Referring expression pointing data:
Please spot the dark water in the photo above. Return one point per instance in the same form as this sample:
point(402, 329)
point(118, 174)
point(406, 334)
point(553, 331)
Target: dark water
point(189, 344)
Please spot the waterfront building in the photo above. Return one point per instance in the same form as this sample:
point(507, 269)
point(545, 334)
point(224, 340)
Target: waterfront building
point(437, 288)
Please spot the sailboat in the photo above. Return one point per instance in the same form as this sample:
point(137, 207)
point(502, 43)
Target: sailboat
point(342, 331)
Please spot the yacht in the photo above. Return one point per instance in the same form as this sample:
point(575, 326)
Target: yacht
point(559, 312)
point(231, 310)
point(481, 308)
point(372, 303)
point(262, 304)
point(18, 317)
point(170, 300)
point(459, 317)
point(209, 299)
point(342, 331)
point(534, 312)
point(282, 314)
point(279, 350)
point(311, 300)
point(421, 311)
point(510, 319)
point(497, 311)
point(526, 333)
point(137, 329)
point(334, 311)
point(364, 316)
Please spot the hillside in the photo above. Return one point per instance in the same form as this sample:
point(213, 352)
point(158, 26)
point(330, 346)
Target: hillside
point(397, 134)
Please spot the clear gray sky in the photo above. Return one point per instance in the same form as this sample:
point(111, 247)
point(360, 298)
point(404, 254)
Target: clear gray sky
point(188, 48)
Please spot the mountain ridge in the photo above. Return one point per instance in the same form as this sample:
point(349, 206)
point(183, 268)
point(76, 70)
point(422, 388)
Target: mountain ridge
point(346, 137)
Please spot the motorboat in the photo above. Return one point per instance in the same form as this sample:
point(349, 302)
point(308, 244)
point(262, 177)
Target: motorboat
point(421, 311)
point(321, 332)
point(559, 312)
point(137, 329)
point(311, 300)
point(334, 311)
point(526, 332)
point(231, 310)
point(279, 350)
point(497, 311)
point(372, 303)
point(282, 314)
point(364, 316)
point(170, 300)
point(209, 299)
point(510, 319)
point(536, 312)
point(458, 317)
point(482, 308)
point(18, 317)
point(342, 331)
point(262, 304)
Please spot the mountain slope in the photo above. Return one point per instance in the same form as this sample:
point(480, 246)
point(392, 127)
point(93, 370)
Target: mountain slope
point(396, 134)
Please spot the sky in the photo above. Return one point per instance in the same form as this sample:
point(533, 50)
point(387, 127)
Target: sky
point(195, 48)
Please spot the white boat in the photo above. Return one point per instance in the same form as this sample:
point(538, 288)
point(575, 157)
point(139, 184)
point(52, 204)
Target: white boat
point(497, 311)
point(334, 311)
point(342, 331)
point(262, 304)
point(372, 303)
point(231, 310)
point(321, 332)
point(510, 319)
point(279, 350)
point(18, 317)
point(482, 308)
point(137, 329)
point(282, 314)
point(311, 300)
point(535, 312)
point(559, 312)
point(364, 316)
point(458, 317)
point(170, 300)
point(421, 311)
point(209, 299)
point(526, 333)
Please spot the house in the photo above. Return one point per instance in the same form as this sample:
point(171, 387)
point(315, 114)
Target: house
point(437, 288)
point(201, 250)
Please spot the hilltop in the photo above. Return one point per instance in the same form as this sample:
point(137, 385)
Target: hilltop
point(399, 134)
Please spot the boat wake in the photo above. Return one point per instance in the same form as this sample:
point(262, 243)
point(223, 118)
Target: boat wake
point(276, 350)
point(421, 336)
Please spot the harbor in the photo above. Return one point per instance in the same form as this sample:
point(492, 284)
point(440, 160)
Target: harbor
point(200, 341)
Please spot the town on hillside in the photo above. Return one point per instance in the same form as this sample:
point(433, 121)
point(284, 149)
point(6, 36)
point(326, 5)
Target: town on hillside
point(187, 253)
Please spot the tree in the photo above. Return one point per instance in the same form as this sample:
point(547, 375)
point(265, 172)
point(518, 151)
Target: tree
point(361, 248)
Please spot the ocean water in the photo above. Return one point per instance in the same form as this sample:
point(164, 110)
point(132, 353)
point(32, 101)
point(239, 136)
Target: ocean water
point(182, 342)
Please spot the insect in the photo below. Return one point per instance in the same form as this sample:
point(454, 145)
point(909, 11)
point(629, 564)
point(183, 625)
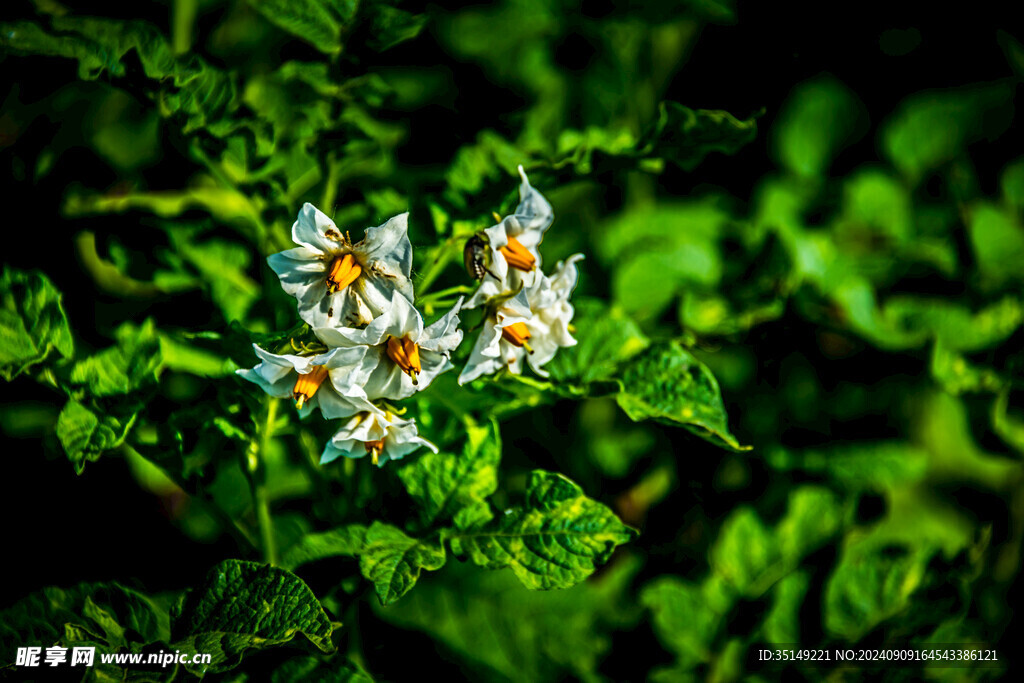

Exercise. Retype the records above exactly, and keep any picture out of what you write.

Task solution.
Please spot the dark water in the photo above. Return one point per instance in the same form as this sample:
point(402, 329)
point(118, 174)
point(406, 334)
point(553, 331)
Target: dark water
point(189, 344)
Please spot the waterfront building in the photo above. Return one point per instance in the same form as this sample:
point(507, 269)
point(545, 334)
point(224, 340)
Target: waterfront building
point(437, 288)
Please spot the sailboat in the photo above. Return one point per instance in the same form as this sample:
point(137, 207)
point(502, 43)
Target: sailboat
point(342, 331)
Please spot the yacht in the photo above. Return one point per instance in the same form as this sample:
point(575, 326)
Target: yacht
point(559, 312)
point(231, 310)
point(481, 308)
point(372, 303)
point(262, 304)
point(18, 317)
point(170, 300)
point(459, 317)
point(209, 299)
point(342, 331)
point(534, 312)
point(282, 314)
point(279, 350)
point(311, 300)
point(421, 311)
point(510, 319)
point(497, 311)
point(526, 333)
point(137, 329)
point(334, 311)
point(364, 316)
Please spot the hillside in the photo above. Return one point per instance in the same form as this sample:
point(213, 352)
point(158, 26)
point(330, 346)
Target: hillside
point(397, 134)
Please spot the clear gray sky in the photo above. Return one point per instance in the same form as this sample:
point(111, 247)
point(360, 298)
point(404, 254)
Target: clear gray sky
point(188, 48)
Please spot the mountain ridge in the photo above. Return one point per instance in the same form as this sample:
point(349, 206)
point(183, 268)
point(76, 70)
point(422, 388)
Target: mountain ridge
point(346, 137)
Please spot the motorboat in the photo above. Return one point per instance in the same form as this sample:
point(349, 302)
point(308, 244)
point(262, 177)
Target: motorboat
point(421, 311)
point(321, 332)
point(559, 312)
point(137, 329)
point(311, 300)
point(334, 311)
point(526, 332)
point(231, 310)
point(279, 350)
point(497, 311)
point(372, 303)
point(282, 314)
point(364, 316)
point(170, 300)
point(209, 299)
point(510, 319)
point(536, 312)
point(458, 317)
point(482, 308)
point(18, 317)
point(342, 331)
point(262, 304)
Please spot the mountain slope in the photo above. Return one point per instance in the same form as this sample:
point(480, 246)
point(392, 127)
point(93, 370)
Target: mountain slope
point(396, 134)
Please spot the sky in the photo above. Return one point per instance in the same form as this sample:
point(533, 50)
point(387, 127)
Target: sky
point(195, 48)
Please spot the white boat in the photo above. Return one point per instance in the same form as this sample:
point(538, 288)
point(575, 157)
point(139, 184)
point(52, 204)
Target: white boat
point(497, 311)
point(334, 311)
point(342, 331)
point(262, 304)
point(372, 303)
point(231, 310)
point(321, 332)
point(510, 319)
point(279, 350)
point(18, 317)
point(482, 308)
point(137, 329)
point(282, 314)
point(311, 300)
point(535, 312)
point(559, 312)
point(364, 316)
point(458, 317)
point(170, 300)
point(421, 311)
point(209, 299)
point(526, 333)
Please spot the house in the photo above. Return one point per instance in the same form as this sample:
point(171, 387)
point(315, 114)
Target: house
point(437, 288)
point(201, 250)
Please spot the hilltop in the photo above. Return one point per instance in the same form as this sample:
point(137, 385)
Target: hilltop
point(399, 134)
Please spot the boat wake in the photo above. Return one point per instance in the same form as this sample:
point(262, 243)
point(223, 118)
Target: boat wake
point(276, 350)
point(421, 336)
Please spot the harbor in the photo above. Return one point per instance in the same form as this sample:
point(492, 284)
point(440, 160)
Target: harbor
point(200, 341)
Please spot the town on hillside in the photo above. Return one point per instance in the same form as this sample:
point(433, 121)
point(284, 149)
point(6, 36)
point(326, 5)
Target: town on hillside
point(187, 253)
Please spot the tree in the photo above. Return one point per instance in the same form as this sample:
point(547, 375)
point(265, 172)
point(518, 151)
Target: tree
point(361, 248)
Please spot the ocean water in the photo above. Return one point per instance in the same form as this sample:
point(164, 110)
point(132, 353)
point(32, 101)
point(239, 136)
Target: ocean water
point(182, 342)
Please spot the insect in the photo below. Return one point per instance in the same form as this sample:
point(454, 145)
point(909, 11)
point(629, 564)
point(183, 625)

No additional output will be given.